== PAGE EXCERPT ==
[Start of section]

Of lung disease, weather-/air quality-reporting, wood-burning and how it all ties together

November is Lung Cancer Awareness Month as so-declared by the Lung Cancer Alliance. Meanwhile, ClimatePlan reports that 20 percent of lung cancer cases in women are non-smoking related.

As it relates, on a local broadcast news service reporting on the weather, the subject of wood-burning came up. It’s a regular feature of the weather reporting this time of the year from this particular broadcast news source.

Fireplace_Burning[1]At any rate, reported was that in many regions located nearby, air quality was going to be or was in the “Unhealthy for Sensitive Individuals” or “Groups” range. Not surprisingly came the message that wood-burning would be allowed provided a federally (EPA) approved wood-burning device was used. Through all other wood-burning means (non-permitted, non-EPA-approved fireplaces, wood-stoves, etc.), the burning of wood would be restricted.

[End of section]

== WHAT THE TASK ASKS ==
Copy the stretch of the piece on lung disease and wood-burning from "Fireplace_Burning[1]At any rate, reported" through "would be restricted.", word for word. The records have nothing to do with this.

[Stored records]

[Start of section]

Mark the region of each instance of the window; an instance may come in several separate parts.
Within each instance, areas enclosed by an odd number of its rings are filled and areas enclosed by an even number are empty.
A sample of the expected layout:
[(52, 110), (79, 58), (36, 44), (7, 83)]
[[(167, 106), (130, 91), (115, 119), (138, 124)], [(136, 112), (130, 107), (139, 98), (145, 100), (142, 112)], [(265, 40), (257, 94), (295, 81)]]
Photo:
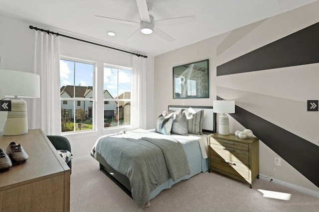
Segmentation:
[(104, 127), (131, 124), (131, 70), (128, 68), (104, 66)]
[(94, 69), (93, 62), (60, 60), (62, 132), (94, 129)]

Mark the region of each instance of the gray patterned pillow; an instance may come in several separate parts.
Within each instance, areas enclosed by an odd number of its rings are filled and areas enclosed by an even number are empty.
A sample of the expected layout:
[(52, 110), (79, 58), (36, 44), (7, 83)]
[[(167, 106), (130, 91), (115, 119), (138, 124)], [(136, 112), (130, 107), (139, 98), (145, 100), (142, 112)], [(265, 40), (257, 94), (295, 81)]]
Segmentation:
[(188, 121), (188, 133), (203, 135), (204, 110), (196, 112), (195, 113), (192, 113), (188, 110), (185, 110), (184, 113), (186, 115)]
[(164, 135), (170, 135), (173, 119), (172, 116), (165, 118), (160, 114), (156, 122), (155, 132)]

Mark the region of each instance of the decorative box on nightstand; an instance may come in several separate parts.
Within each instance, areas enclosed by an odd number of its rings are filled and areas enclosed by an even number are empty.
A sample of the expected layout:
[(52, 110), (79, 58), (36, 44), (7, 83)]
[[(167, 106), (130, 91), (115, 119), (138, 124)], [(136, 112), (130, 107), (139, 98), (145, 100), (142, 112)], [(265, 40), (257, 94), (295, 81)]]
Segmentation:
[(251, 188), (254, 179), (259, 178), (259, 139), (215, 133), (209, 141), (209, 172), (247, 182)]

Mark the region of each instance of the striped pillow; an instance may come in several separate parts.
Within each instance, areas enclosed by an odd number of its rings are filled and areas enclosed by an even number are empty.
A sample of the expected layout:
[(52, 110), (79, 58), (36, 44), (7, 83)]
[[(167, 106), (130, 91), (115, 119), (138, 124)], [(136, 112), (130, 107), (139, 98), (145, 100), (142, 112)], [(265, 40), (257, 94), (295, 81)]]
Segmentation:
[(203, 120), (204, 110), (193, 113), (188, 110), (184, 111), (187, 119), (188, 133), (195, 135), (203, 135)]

[End of section]

== TASK ANSWER ==
Fireplace_Burning[1]At any rate, reported was that in many regions located nearby, air quality was going to be or was in the “Unhealthy for Sensitive Individuals” or “Groups” range. Not surprisingly came the message that wood-burning would be allowed provided a federally (EPA) approved wood-burning device was used. Through all other wood-burning means (non-permitted, non-EPA-approved fireplaces, wood-stoves, etc.), the burning of wood would be restricted.